T-london would be better at explaining this than me but to my amateur ears the beautiful music of Gluck is so refined that I think it would be hard to create an emotional rendering. The story and words are full of meaning but finding a way to convey it in music is another. The way it is written seems pretty straightforward but all manage to tug at the heartstrings in some way or another. BBSVK you seem much more influenced by the orchestration than me but I am sort of more tuned into the singers the way I am wired. Nina is like you and is really bothered by piano accompaniment to arias specifically.


----------



## Tsaraslondon (Nov 7, 2013)

Seattleoperafan said:


> T-london would be better at explaining this than me but to my amateur ears the beautiful music of Gluck is so refined that I think it would be hard to create an emotional rendering. The story and words are full of meaning but finding a way to convey it in music is another. The way it is written seems pretty straightforward but all manage to tug at the heartstrings in some way or another. BBSVK you seem much more influenced by the orchestration than me but I am sort of more tuned into the singers the way I am wired. Nina is like you and is really bothered by piano accompaniment to arias specifically.


Well for me both Ferrier and Baker sing with wonder and awe at their beautiful surroundings. Gluck creates this marvellous atmosphere of peace and calm and beauty and you really feel them experiencing that serenity. I don't quite get that from the Forrester performance.


----------



## BBSVK (10 mo ago)

→ **Point-based annotation data**

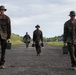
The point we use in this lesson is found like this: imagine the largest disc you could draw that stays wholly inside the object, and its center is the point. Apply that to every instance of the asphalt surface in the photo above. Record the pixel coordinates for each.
(24, 61)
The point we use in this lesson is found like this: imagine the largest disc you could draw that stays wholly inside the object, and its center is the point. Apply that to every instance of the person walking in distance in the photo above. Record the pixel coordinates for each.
(70, 37)
(37, 37)
(27, 39)
(5, 33)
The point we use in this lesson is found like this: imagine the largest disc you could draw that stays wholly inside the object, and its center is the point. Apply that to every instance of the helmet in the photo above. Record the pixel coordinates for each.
(72, 13)
(2, 8)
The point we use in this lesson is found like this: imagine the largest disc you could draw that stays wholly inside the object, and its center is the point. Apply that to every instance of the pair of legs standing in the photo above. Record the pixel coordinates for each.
(3, 48)
(38, 48)
(72, 52)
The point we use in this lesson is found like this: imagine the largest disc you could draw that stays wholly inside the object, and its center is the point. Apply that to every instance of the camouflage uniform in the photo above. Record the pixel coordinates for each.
(70, 39)
(26, 40)
(37, 37)
(5, 33)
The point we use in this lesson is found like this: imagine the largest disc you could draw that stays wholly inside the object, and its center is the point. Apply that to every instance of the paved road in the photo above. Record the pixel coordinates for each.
(23, 61)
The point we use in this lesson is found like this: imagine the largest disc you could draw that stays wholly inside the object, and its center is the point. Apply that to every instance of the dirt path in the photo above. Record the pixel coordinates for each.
(23, 61)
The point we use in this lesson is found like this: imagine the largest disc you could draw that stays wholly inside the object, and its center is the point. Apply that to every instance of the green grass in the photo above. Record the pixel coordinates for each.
(55, 43)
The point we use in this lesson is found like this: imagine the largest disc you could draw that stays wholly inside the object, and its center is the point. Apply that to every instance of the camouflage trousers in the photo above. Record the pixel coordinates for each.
(3, 48)
(72, 52)
(38, 47)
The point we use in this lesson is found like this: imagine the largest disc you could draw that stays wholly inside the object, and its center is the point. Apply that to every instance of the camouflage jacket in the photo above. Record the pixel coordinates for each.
(5, 27)
(70, 32)
(37, 35)
(26, 38)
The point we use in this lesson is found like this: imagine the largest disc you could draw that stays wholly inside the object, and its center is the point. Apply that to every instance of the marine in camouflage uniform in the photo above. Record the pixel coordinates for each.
(37, 37)
(5, 33)
(26, 39)
(70, 37)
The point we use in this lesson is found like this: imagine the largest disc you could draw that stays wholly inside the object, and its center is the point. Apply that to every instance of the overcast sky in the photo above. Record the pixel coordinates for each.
(49, 14)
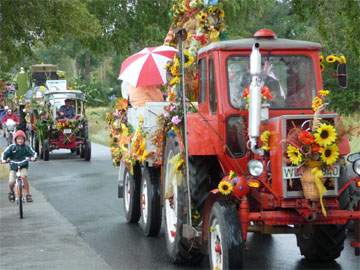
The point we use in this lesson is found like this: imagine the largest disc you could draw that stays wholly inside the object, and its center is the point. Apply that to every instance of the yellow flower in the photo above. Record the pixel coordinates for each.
(294, 155)
(324, 92)
(264, 138)
(322, 67)
(316, 103)
(225, 187)
(325, 135)
(331, 58)
(175, 80)
(189, 59)
(342, 59)
(330, 154)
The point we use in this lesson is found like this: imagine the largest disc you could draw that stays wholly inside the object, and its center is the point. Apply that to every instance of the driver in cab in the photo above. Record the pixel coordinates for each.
(67, 110)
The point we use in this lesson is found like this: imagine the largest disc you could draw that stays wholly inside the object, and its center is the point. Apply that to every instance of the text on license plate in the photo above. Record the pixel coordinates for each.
(292, 172)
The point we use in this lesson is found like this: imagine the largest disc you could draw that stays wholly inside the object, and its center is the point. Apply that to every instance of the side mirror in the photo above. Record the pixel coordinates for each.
(342, 76)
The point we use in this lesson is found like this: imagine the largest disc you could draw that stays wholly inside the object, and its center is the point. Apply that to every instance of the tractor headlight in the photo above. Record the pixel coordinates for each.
(255, 167)
(356, 166)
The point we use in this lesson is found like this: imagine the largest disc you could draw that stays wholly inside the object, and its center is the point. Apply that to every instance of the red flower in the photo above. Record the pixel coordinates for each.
(306, 137)
(315, 148)
(266, 93)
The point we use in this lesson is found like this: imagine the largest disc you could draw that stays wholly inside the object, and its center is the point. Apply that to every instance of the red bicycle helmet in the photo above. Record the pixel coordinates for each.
(19, 133)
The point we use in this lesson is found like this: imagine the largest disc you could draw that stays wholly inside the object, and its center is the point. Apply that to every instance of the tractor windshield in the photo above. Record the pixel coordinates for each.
(290, 80)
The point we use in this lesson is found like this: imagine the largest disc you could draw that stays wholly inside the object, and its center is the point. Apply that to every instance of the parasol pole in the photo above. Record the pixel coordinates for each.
(188, 231)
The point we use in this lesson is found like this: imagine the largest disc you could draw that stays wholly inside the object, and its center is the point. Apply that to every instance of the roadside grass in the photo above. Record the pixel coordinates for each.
(98, 129)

→ **Set tasks**
[1] Answer these about the Gluck thread:
(a) Who is really bothered by piano accompaniment to arias?
(b) Which two singers does Tsaraslondon say sing with wonder and awe?
(c) Whose performance does Tsaraslondon not quite get that serenity from?
[2] Switch "serenity" to "stillness" in the Gluck thread, then write out the passage starting with "Well for me" and going on through "the Forrester performance.".

→ **Written responses**
[1]
(a) Nina
(b) Ferrier and Baker
(c) Forrester's

[2]
Well for me both Ferrier and Baker sing with wonder and awe at their beautiful surroundings. Gluck creates this marvellous atmosphere of peace and calm and beauty and you really feel them experiencing that stillness. I don't quite get that from the Forrester performance.